What the task requires:
Find the line that contains "Outline tree with a bounding box.". Output it and every line after it to the end of the records, exactly as they appear.

Entries on locating named things:
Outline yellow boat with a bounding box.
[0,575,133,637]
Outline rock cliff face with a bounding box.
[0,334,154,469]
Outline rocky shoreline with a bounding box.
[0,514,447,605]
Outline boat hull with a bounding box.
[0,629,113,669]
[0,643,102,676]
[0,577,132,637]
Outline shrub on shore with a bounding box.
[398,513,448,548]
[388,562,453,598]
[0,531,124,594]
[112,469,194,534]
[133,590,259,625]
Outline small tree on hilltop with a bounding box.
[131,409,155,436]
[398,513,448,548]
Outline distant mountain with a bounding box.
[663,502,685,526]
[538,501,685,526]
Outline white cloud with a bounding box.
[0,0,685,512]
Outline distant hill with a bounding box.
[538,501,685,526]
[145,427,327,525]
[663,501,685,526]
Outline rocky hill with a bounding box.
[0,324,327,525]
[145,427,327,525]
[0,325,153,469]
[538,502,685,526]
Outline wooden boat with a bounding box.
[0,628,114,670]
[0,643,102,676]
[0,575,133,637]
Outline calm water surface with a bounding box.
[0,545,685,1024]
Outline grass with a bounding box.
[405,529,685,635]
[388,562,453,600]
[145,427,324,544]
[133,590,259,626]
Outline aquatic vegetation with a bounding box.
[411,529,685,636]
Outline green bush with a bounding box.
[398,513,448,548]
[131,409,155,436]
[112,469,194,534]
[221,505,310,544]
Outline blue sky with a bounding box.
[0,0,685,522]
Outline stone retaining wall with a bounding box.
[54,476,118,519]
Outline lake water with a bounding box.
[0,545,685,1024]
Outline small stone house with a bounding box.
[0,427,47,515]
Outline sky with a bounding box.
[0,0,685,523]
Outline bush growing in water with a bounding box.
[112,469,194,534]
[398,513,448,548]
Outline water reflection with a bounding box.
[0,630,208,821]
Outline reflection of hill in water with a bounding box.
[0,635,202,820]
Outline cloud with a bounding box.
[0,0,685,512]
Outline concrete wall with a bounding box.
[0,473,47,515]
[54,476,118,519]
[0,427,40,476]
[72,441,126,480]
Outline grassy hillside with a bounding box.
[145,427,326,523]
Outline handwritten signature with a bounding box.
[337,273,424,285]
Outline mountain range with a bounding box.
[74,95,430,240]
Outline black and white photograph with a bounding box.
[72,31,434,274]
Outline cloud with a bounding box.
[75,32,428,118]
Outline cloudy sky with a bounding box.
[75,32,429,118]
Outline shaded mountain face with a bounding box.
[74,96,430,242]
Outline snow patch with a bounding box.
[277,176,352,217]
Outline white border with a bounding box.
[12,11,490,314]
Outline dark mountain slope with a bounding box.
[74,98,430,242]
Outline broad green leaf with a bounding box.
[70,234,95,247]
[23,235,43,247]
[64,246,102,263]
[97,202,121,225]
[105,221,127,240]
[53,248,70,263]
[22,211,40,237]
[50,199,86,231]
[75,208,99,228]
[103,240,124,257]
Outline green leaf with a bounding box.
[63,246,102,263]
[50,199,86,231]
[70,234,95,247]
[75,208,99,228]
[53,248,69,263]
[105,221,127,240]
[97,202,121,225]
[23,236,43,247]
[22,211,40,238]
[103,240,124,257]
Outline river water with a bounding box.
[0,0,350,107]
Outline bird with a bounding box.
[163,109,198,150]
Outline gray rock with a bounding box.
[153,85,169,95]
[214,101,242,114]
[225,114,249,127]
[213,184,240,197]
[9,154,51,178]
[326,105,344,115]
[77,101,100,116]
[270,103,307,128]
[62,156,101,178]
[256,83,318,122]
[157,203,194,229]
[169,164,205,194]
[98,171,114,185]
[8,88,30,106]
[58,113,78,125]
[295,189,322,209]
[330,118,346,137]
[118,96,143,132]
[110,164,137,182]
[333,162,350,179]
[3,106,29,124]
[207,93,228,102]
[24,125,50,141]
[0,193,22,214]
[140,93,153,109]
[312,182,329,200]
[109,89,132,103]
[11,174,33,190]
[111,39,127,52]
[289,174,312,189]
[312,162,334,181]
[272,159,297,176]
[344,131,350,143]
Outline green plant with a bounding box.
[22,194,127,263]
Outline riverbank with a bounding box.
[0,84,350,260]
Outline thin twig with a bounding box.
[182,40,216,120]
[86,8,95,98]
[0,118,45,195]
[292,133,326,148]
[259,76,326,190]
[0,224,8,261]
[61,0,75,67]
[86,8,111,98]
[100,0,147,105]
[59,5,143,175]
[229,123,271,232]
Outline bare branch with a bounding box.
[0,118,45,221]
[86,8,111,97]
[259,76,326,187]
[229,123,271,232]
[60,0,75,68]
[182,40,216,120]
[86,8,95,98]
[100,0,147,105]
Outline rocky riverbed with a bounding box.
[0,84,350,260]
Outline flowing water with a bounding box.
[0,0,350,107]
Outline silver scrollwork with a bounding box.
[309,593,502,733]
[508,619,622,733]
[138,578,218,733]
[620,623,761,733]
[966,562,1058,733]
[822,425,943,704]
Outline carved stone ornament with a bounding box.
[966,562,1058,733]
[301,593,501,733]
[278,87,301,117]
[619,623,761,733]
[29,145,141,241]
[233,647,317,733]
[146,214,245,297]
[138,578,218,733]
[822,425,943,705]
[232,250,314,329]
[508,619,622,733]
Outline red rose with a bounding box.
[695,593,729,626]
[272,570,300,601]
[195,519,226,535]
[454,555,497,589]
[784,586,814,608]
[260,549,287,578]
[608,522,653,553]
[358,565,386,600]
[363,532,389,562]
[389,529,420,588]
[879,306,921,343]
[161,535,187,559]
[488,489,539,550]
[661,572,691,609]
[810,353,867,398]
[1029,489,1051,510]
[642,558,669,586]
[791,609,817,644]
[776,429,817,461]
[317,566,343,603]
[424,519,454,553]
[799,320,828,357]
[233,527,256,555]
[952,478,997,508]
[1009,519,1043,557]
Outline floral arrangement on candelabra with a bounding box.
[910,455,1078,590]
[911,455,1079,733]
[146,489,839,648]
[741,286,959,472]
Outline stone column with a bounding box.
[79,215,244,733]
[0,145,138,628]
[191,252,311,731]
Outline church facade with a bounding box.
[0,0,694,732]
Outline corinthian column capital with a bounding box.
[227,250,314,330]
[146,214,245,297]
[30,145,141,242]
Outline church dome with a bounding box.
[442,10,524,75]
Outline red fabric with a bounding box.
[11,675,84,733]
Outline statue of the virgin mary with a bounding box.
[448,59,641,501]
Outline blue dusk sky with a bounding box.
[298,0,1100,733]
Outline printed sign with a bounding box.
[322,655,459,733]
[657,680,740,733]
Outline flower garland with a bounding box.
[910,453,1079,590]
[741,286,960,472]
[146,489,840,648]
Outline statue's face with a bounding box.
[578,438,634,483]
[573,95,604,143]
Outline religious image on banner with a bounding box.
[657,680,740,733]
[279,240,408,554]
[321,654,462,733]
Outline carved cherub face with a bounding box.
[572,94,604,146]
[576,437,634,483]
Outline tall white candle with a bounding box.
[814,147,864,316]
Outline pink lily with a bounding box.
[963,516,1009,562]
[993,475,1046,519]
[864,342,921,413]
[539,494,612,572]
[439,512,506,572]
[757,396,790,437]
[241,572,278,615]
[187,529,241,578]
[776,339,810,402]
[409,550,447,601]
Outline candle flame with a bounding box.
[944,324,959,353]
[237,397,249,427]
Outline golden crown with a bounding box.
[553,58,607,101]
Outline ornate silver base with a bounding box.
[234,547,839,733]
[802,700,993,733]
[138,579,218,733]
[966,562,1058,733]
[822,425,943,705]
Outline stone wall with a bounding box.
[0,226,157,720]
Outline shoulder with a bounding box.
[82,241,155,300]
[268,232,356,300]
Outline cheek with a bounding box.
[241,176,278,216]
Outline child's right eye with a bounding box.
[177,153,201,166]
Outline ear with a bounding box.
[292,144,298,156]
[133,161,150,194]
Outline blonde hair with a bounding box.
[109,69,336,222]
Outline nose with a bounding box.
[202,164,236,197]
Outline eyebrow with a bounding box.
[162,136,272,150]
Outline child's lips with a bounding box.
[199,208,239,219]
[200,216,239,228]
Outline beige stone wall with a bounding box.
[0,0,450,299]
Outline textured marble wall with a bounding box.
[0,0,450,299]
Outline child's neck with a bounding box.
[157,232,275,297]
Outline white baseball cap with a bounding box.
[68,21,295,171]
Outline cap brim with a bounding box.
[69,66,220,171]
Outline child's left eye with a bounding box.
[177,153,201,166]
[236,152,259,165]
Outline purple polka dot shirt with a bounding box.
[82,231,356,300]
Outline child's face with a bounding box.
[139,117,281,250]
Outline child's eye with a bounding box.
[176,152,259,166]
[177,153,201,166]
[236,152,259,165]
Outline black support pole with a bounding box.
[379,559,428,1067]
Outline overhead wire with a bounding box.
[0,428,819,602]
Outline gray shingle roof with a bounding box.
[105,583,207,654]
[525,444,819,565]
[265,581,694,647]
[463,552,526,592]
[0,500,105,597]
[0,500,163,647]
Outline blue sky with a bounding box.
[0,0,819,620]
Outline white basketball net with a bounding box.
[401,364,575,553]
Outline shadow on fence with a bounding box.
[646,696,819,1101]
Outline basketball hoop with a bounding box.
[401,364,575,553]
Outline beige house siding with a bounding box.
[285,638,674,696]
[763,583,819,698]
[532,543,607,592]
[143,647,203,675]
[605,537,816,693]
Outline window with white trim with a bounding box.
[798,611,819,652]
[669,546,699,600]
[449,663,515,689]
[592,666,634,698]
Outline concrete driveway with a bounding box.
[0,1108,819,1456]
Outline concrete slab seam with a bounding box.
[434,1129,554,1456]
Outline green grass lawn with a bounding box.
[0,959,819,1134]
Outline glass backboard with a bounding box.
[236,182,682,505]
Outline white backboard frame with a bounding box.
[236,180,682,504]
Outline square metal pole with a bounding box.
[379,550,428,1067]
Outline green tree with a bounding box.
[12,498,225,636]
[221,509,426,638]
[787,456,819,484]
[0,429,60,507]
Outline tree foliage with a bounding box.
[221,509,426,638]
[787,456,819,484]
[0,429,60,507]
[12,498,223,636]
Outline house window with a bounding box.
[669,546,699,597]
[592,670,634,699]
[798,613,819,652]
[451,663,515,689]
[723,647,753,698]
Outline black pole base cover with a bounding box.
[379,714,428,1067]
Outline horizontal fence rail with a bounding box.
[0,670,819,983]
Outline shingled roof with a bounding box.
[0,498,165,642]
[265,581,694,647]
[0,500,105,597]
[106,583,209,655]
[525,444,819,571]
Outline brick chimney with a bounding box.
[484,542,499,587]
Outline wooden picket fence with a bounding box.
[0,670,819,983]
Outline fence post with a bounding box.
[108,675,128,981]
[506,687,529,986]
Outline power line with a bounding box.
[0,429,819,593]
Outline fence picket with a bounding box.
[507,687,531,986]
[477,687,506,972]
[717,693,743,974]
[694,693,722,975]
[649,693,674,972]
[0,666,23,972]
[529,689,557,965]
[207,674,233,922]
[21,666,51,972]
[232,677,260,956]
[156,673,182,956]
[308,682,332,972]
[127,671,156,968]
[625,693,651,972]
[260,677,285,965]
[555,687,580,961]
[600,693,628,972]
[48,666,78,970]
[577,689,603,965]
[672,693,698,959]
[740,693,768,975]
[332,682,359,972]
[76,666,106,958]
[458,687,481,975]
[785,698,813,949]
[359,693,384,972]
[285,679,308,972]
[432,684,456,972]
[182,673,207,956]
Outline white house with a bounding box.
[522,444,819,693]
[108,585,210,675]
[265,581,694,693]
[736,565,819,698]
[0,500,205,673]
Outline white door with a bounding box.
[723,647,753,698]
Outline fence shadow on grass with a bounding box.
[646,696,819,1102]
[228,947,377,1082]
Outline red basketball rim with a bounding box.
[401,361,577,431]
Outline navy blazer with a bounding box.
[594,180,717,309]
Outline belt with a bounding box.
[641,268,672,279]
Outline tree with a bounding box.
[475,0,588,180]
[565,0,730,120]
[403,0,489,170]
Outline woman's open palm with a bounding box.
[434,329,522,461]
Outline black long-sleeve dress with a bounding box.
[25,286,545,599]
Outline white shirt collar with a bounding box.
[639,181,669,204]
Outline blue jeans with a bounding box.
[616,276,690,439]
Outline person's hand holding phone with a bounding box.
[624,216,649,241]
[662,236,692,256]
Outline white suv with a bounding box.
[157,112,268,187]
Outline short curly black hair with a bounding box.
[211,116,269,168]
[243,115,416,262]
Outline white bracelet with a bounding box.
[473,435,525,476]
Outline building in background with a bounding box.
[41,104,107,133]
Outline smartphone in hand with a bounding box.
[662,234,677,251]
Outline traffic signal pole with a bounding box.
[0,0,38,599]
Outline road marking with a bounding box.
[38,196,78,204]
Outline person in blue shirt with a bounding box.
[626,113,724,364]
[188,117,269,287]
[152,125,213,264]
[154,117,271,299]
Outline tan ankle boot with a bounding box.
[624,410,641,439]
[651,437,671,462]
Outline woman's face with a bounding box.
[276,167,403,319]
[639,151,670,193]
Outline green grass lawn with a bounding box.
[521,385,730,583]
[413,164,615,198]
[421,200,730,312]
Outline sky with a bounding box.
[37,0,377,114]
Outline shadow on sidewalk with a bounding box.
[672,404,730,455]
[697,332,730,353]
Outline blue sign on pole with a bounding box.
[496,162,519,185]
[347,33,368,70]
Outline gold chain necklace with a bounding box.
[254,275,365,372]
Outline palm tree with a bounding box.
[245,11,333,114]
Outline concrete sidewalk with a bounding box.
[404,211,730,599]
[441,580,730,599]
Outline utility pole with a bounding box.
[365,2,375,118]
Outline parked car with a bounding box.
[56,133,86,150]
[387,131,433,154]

Output for this exercise:
Outline tree with a bounding box.
[475,0,588,180]
[565,0,730,120]
[403,0,489,170]
Outline woman's open palm with a bounding box.
[434,329,522,461]
Outline black long-sleeve dress with a bounding box.
[25,286,545,599]
Outline white shirt collar with a bounding box.
[639,181,669,204]
Outline blue jeans with a bounding box.
[616,276,690,439]
Outline person's hand holding phone with a bounding box.
[624,216,649,241]
[662,236,692,256]
Outline white suv with a bounding box.
[157,112,268,187]
Outline short curly black hair with a bounding box.
[211,116,269,168]
[243,115,416,262]
Outline white bracelet with a bounding box.
[473,435,525,476]
Outline building in background with a bounding box.
[41,104,107,133]
Outline smartphone in hand with a bounding box.
[662,234,677,251]
Outline traffic signal pole with a bounding box.
[0,0,38,599]
Outline road marking with a bounding box.
[38,196,78,204]
Outline person in blue shirt with a bounding box.
[626,113,724,364]
[188,117,269,287]
[152,125,213,264]
[154,117,271,299]
Outline tan ankle boot with a bounding box.
[624,410,641,439]
[651,437,671,462]
Outline woman's face with a bounding box.
[276,167,403,319]
[639,151,670,193]
Outline green grass lawn with a bounding box.
[521,385,730,583]
[413,164,615,198]
[421,200,730,312]
Outline sky with a bounding box.
[37,0,377,114]
Outline shadow on sidewalk with a bounding box.
[672,404,730,455]
[697,332,730,353]
Outline blue sign on pole with a bounding box.
[496,162,519,185]
[347,33,368,70]
Outline gold chain necklace with a bounding box.
[254,275,365,372]
Outline palm tree with a bounding box.
[245,11,333,114]
Outline concrete sidewalk with a bounding box.
[404,211,730,599]
[441,580,730,599]
Outline utility pole with a bounding box.
[365,2,375,118]
Outline parked car with a bounding box.
[56,133,86,150]
[387,131,433,154]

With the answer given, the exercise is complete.